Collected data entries
|---|

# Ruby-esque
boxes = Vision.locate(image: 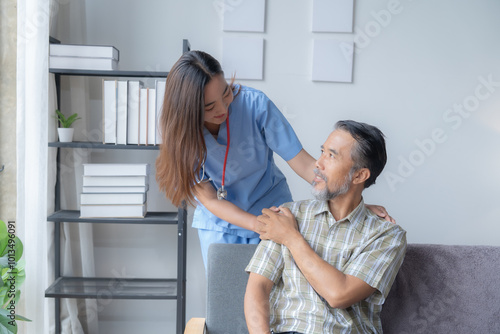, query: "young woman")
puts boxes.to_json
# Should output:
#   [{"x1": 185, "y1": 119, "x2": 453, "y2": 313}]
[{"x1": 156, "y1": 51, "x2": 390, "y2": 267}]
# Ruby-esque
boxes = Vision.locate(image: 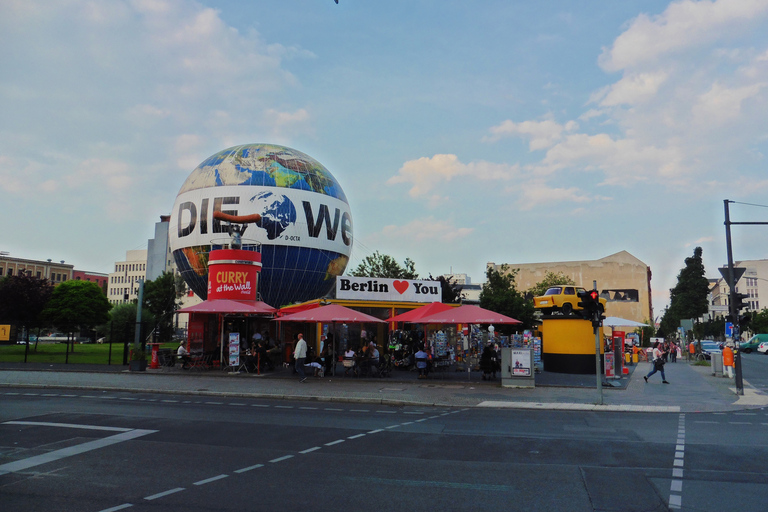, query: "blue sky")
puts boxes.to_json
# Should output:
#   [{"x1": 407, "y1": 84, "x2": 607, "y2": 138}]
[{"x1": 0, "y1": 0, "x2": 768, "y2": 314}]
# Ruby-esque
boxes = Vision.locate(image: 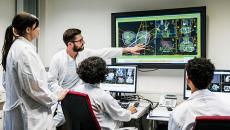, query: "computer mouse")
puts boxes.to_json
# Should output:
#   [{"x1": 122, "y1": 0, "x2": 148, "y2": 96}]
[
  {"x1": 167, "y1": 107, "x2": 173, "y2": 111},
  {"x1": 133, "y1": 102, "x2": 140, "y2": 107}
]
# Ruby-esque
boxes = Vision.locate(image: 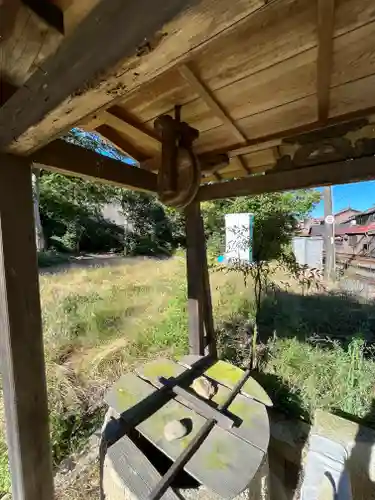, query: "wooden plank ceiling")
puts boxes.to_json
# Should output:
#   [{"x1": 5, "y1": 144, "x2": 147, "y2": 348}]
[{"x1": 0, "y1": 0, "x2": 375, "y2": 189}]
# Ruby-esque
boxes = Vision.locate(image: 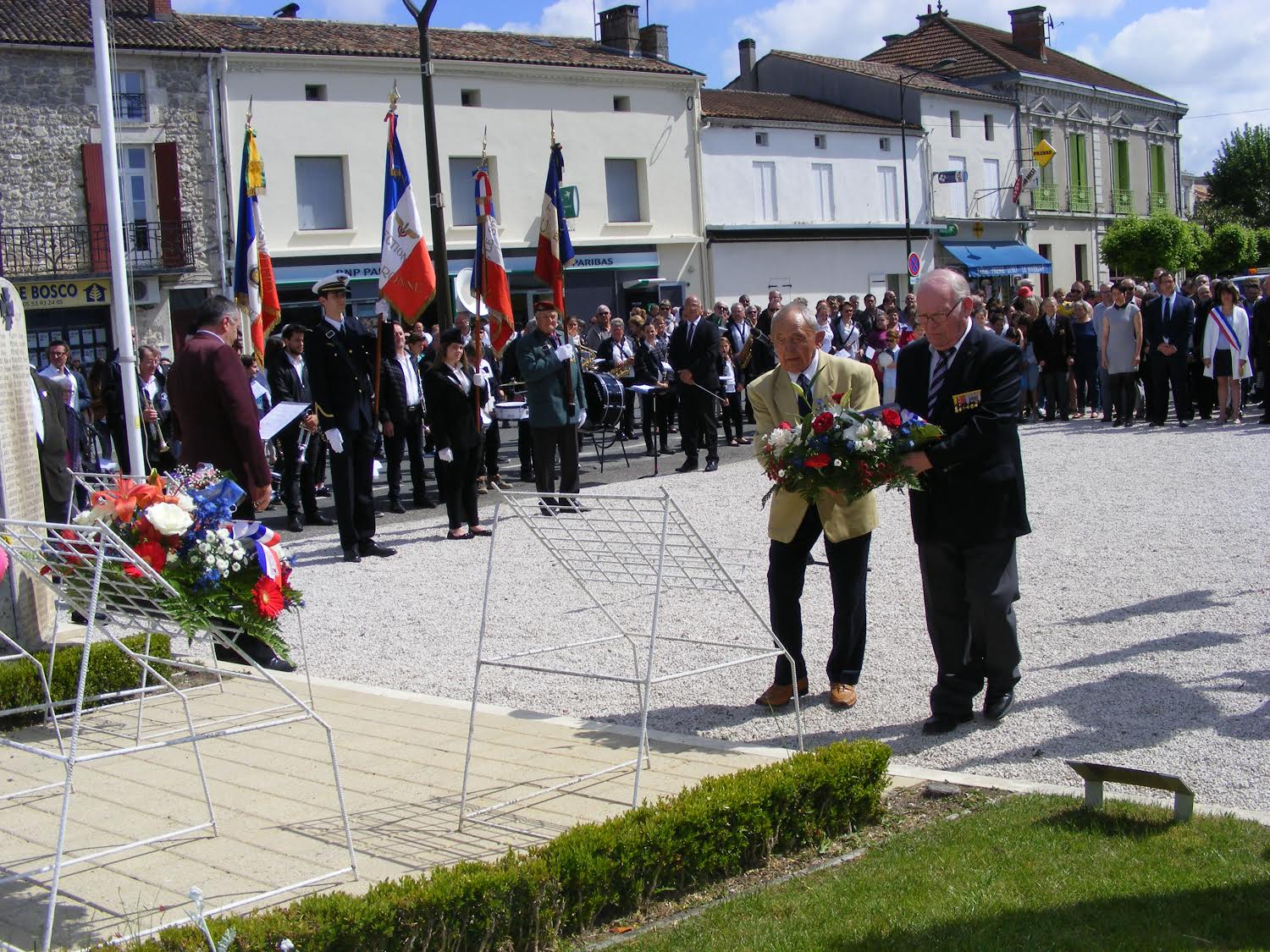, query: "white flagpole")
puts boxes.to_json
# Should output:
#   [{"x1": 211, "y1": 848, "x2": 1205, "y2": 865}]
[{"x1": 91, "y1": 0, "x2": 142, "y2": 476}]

|---|

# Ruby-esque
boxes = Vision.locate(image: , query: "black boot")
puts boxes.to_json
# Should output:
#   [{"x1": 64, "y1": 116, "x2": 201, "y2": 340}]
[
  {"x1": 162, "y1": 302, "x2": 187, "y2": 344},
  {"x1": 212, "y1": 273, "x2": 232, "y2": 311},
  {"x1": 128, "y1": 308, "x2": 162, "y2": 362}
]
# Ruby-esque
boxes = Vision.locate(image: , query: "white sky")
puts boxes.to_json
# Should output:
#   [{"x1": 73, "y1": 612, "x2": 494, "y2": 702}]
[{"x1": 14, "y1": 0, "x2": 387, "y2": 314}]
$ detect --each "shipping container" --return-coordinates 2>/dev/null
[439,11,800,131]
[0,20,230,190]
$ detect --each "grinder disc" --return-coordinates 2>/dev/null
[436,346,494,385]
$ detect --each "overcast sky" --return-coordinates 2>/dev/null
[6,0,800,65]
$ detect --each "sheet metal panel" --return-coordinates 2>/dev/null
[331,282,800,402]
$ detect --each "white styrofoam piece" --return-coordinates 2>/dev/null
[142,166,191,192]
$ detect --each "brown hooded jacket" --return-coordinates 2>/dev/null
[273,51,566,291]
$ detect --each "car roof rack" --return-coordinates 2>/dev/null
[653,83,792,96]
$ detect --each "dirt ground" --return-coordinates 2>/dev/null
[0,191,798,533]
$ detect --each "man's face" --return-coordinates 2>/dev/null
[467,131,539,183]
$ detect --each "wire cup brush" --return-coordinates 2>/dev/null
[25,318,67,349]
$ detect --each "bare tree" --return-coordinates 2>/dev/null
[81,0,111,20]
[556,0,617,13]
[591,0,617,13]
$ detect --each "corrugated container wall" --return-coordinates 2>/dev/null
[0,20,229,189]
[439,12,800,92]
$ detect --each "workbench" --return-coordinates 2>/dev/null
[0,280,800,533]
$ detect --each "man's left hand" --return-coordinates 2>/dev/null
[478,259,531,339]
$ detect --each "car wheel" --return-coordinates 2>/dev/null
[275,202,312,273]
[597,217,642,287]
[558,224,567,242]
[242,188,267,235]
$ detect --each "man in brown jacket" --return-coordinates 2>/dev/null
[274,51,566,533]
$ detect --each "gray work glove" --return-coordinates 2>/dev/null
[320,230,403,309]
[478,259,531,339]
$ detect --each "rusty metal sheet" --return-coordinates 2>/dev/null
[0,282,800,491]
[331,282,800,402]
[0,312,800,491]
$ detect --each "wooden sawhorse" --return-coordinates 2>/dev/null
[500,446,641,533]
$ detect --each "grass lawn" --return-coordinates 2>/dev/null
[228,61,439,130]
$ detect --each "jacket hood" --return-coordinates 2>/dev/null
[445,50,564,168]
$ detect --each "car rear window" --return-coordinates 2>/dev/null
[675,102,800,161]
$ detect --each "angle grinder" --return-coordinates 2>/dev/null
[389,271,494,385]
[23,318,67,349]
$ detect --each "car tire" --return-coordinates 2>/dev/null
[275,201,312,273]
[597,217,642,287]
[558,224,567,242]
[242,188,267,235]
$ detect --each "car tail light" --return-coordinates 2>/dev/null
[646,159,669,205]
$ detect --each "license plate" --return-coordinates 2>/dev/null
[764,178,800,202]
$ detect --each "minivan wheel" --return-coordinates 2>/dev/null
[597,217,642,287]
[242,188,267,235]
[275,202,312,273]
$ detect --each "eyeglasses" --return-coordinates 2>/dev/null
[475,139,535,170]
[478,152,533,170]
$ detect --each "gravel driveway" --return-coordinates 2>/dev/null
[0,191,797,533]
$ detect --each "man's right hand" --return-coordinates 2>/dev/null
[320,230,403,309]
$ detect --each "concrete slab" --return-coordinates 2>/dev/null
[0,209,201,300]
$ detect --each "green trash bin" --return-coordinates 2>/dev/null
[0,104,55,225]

|---|

Return each line of the data above that contains the word "sheet".

[THE RESPONSE]
$ detect --each "sheet metal panel" --return-coordinates 2>/dev/null
$ detect --each "rusty metal sheet" --return-coordinates 2>/dev/null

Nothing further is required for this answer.